Selected excerpt -
■ ■ ■ ■ ■ ■ ■

Unarmed? Absolutely. Humans are uniquely capable harassers. A gorilla would get winded after a short while and overheat not long after. The question isn’t whether the humans win, the question is how many people will die before the people start getting free shots at a barely conscious horizontal ape.
Unless the gorilla is windmill arming and people are just walking into the grinder, it’s always a win.
Last time this made the rounds I asked ChatGPT the question.
Tap for spoiler
In a realistic, unarmed, hand-to-hand fight, 100 average human men would almost certainly lose to a fully grown adult male silverback gorilla — unless they approached it with extreme coordination, strategy, and sacrifice.
Here’s why:
🦍 Gorilla Advantages: Strength: A silverback gorilla is 4 to 9 times stronger than a trained adult male human. It can lift over 1,800 lbs (800+ kg) in some cases. Speed & Reflexes: Gorillas are incredibly fast and agile for their size. They can run up to 20–25 mph (32–40 km/h) in short bursts. Toughness: Their bones are denser, their muscles thicker, and they can absorb more trauma than a human. Killing Power: They can crush limbs, rip faces, and bite with over 1,300 psi of jaw force — enough to crush a coconut or break bone. 👨 Human Limitations: Average Men: Most people are not trained fighters, and many would hesitate or flee. Unarmed: No tools, no weapons, no armor. That means no ranged attacks or serious damage dealers. Space Constraint: In a tight area, humans can’t swarm effectively. The gorilla could focus on one or two at a time. Could They Possibly Win? Technically, yes — in theory — if they:
Coordinated as a team with some willing to sacrifice themselves (i.e., get mauled or killed to restrain the gorilla). Dog-piled it, using sheer weight and numbers to pin it down. Targeted eyes, throat, joints in a sustained assault. Even then, it would result in dozens of human deaths or severe maimings. A rampaging gorilla could instantly incapacitate multiple men with swipes and throws before they even got close.
Verdict: 99.9% of the time, the gorilla wins, unless the 100 men are highly trained, brave, and coordinated. Even then, the casualty rate would be catastrophic. So, unless this is a highly tactical team of Spartans or martial artists, the gorilla reigns supreme.
Here, watch someone who actually knows what the hell they’re talking about explain it to you instead of listening to dumbass predictive text machines that literally cannot think it through.
I ask Todd at the rhe bus stop what he thought and he said he could easily defeat a gorilla single handedly.
Well of course, but the scenario is a 100 unarmed men, not one Todd. That scenario would just be ridiculous.
Really? And what exactly is a human naturally equipped with, that can do any kind of damage to a gorilla? Lol!
Touch the eyes, bite the balls, and lick the ears, of course.
Lol! Wet Willy it to death? Hmmm. You might be into something, there.
I don’t mean to be crass, but how does a hyena begin eating an antelope?
Lol! Are you suggesting that a human could do actual damage to a gorilla…by biting it?
A hyena has long, sharp teeth and a bite strength that can crush bone. Humans regularly break their teeth eating candy.

■ ■ ■ ■ ■ ■ ■

Exercise brief -
Could you revise the gorilla discussion from "Well of course, but" through "teeth eating candy.", replacing every "hyena" with "wolf"?

Recorded data -
■ ■ ■ ■ ■ ■ ■

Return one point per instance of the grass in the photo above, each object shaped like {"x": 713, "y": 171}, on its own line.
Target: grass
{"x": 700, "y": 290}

■ ■ ■ ■ ■ ■ ■

Result of this task -
Well of course, but the scenario is a 100 unarmed men, not one Todd. That scenario would just be ridiculous.
Really? And what exactly is a human naturally equipped with, that can do any kind of damage to a gorilla? Lol!
Touch the eyes, bite the balls, and lick the ears, of course.
Lol! Wet Willy it to death? Hmmm. You might be into something, there.
I don’t mean to be crass, but how does a wolf begin eating an antelope?
Lol! Are you suggesting that a human could do actual damage to a gorilla…by biting it?
A wolf has long, sharp teeth and a bite strength that can crush bone. Humans regularly break their teeth eating candy.